__Activity__: All lines from the line containing "Target: white dryer" up to and including the last line of the entries must be written out exactly, with no others.

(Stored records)
-=-=-
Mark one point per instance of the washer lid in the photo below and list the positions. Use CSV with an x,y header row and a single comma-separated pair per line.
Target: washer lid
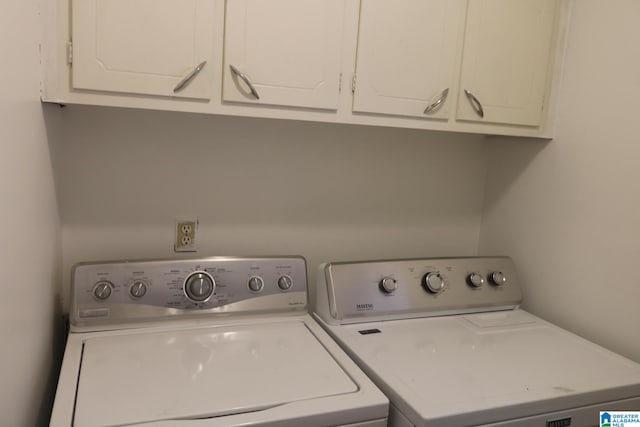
x,y
200,373
488,367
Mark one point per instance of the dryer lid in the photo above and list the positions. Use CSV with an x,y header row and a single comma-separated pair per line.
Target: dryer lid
x,y
201,373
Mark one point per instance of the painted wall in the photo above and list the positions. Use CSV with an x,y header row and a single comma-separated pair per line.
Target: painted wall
x,y
329,192
569,211
30,328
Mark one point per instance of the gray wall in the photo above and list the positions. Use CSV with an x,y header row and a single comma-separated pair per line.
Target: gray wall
x,y
569,211
30,331
329,192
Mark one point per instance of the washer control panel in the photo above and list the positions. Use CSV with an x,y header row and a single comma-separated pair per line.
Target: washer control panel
x,y
391,289
130,291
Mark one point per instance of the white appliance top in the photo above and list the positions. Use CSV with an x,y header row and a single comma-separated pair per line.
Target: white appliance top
x,y
444,339
202,372
485,367
214,341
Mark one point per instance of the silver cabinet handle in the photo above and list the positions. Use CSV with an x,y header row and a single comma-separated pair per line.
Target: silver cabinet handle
x,y
184,82
245,79
477,107
435,106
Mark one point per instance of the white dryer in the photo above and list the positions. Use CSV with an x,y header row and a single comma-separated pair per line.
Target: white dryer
x,y
445,340
205,342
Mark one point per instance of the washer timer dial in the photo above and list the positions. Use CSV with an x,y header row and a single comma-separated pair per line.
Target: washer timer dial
x,y
285,282
199,286
433,282
255,284
388,285
102,290
138,289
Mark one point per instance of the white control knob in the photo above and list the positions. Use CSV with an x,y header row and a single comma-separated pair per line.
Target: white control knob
x,y
285,283
388,285
433,282
475,280
138,289
255,283
102,290
498,278
199,286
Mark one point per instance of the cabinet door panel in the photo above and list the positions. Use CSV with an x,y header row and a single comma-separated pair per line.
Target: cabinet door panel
x,y
143,46
407,55
506,56
290,50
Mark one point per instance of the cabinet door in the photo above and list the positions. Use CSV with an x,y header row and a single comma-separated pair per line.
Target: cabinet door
x,y
406,59
143,46
288,52
507,49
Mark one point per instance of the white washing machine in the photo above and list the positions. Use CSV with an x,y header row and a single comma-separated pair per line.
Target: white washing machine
x,y
205,342
444,339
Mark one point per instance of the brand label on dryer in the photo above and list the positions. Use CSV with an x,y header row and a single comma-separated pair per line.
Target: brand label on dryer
x,y
563,422
364,307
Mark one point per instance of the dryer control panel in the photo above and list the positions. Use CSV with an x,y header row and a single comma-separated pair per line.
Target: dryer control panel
x,y
349,292
140,291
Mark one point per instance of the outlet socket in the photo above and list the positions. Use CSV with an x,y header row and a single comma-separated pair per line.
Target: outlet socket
-=-=-
__Solution to this exercise__:
Target: white dryer
x,y
445,340
205,342
Mark one point per instance of the washer timer dial in the photo above and list the positions. Use CSV with an x,y header row and a single comma-separated pair per line.
Target: washer timer dial
x,y
285,282
199,286
433,282
255,284
388,285
102,290
138,289
Mark one point per instance of the white control knob in the photo above and list the positions. Use CSV with an x,y header row and a single comma-separated pair per line.
Target: white control knob
x,y
285,283
388,285
433,282
475,280
138,289
255,283
102,290
498,278
199,286
Mark one point per instance of the cabinet door panel in the photo above and list the positions. Use CSV with an x,y header row and a single comma-separated pair per line.
Target: cabinet door panel
x,y
143,46
407,55
506,56
290,50
Mark one point per instance of the cabinet door in the photo above and list the positions. Use CSV with an x,y header row and a single comma-separated pair per line.
Target: cabinet door
x,y
406,59
143,46
288,52
507,49
Mark one point per instance of the white washing machine in the photo above and list the positions. Use CSV with an x,y header row and a single comma-separated pair per line.
Target: white washing machine
x,y
205,342
444,339
Mark one point per instance of the brand label on dryer in the photo above and list the positions. Use CSV with an x,y header row and a single comma-separated pair per line.
Target: brand label on dryer
x,y
563,422
364,307
Mark one point per instance of the dryer control panel in the photo above and list the positions. Use CSV with an x,y header row and a single comma-separated pair per line.
Target: dryer control panel
x,y
349,292
140,291
Mark one point per instance of the outlet socket in the photo above and list the positions. Use CSV with an x,y header row and a single comma-separated pair per line.
Target: outlet socket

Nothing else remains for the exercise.